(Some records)
┌──
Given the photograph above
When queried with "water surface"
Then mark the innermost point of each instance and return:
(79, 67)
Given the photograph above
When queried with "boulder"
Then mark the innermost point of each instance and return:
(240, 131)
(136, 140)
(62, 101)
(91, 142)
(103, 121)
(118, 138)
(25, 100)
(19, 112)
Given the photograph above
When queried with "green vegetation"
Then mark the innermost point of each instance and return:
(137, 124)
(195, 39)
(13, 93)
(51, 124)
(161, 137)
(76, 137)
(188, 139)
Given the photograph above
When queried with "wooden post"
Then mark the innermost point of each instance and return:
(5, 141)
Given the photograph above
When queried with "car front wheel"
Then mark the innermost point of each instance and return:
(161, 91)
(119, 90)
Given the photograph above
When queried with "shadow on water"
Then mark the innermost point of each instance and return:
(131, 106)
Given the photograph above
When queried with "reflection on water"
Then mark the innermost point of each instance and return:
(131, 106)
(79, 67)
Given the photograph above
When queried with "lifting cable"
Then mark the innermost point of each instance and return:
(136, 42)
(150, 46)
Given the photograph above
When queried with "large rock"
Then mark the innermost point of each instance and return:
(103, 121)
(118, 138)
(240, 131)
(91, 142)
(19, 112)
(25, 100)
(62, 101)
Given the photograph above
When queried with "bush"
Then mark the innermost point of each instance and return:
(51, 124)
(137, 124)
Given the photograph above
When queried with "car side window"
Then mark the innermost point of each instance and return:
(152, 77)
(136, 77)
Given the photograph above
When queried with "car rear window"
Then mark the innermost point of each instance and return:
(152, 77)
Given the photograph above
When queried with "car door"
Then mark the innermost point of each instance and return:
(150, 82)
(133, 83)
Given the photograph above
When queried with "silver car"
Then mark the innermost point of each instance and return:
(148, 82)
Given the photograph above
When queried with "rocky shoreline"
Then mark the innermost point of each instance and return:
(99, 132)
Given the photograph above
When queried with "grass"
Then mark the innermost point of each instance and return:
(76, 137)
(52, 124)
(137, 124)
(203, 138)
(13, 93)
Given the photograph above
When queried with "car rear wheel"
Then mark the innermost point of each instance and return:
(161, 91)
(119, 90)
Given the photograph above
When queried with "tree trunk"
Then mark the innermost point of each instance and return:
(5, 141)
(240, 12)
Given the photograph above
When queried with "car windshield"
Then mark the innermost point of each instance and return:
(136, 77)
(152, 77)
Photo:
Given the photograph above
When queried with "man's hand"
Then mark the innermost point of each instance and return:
└──
#### REQUIREMENTS:
Everything in the listing above should be restated exactly.

#### RIGHT ANSWER:
Given the photograph above
When queried with "water surface"
Then mark the innermost point of each instance and return:
(79, 67)
Given the photograph above
When queried with "boulder"
Then mark the innermost point of each instance and return:
(240, 131)
(136, 140)
(62, 101)
(91, 142)
(103, 121)
(118, 138)
(25, 100)
(19, 112)
Given the photograph above
When queried with "green vegetation"
Then mark the innermost point of each instance and return:
(137, 124)
(195, 39)
(13, 93)
(51, 124)
(161, 137)
(76, 137)
(188, 139)
Given the photograph above
When queried with "wooden post"
Then mark the innermost point of each instance and return:
(5, 141)
Given the photograph above
When queried with "car front wheel"
Then mark the innermost point of each instance and return:
(161, 91)
(119, 90)
Given the photograph above
When queried with "shadow on water"
Then mark the innermost point of each instance and return:
(131, 106)
Given the photograph above
When queried with "reflection on water"
Then mark the innermost point of each instance and return:
(131, 106)
(79, 67)
Given the photograph above
When queried with "lifting cable"
Then mark the innermost point of each instance and return:
(136, 42)
(150, 46)
Given the photograph above
When queried with "large rock"
Then mark the innermost point of each instance and return:
(103, 121)
(118, 138)
(240, 131)
(91, 142)
(19, 112)
(25, 100)
(62, 101)
Given the photograph above
When queried with "bush"
Then mark the innermost point of each instance and return:
(51, 124)
(137, 124)
Given the photograph above
When queried with "car side window"
Then mark the innermost point of each instance and return:
(152, 77)
(136, 77)
Given the photograph above
When queried with "car rear window"
Then mark the innermost point of each instance and return:
(152, 77)
Given the photograph above
When queried with "car door"
Then mark the innermost point of each instance and return:
(150, 82)
(133, 83)
Given the photograph above
When queried with "silver car"
Then mark the innermost point of each instance and return:
(148, 82)
Given the photograph above
When queried with "rocky shoreline"
Then mark the innermost point of each instance and return:
(99, 132)
Given the photograph above
When queried with "grass"
Then mark the innermost point of each instance and return:
(76, 137)
(52, 124)
(137, 124)
(203, 138)
(13, 93)
Given the photograph above
When queried with "car rear wheel"
Then mark the innermost point of each instance and return:
(161, 91)
(119, 90)
Given the photograph above
When queried with "tree trunk"
Then mark the innermost point of each instance and return:
(5, 141)
(240, 12)
Given the photograph above
When queried with "car windshield"
Then mark the innermost point of each instance and return:
(136, 77)
(152, 77)
Photo:
Given the photograph above
When queried with "man's hand"
Then mark the innermost point of each instance and return:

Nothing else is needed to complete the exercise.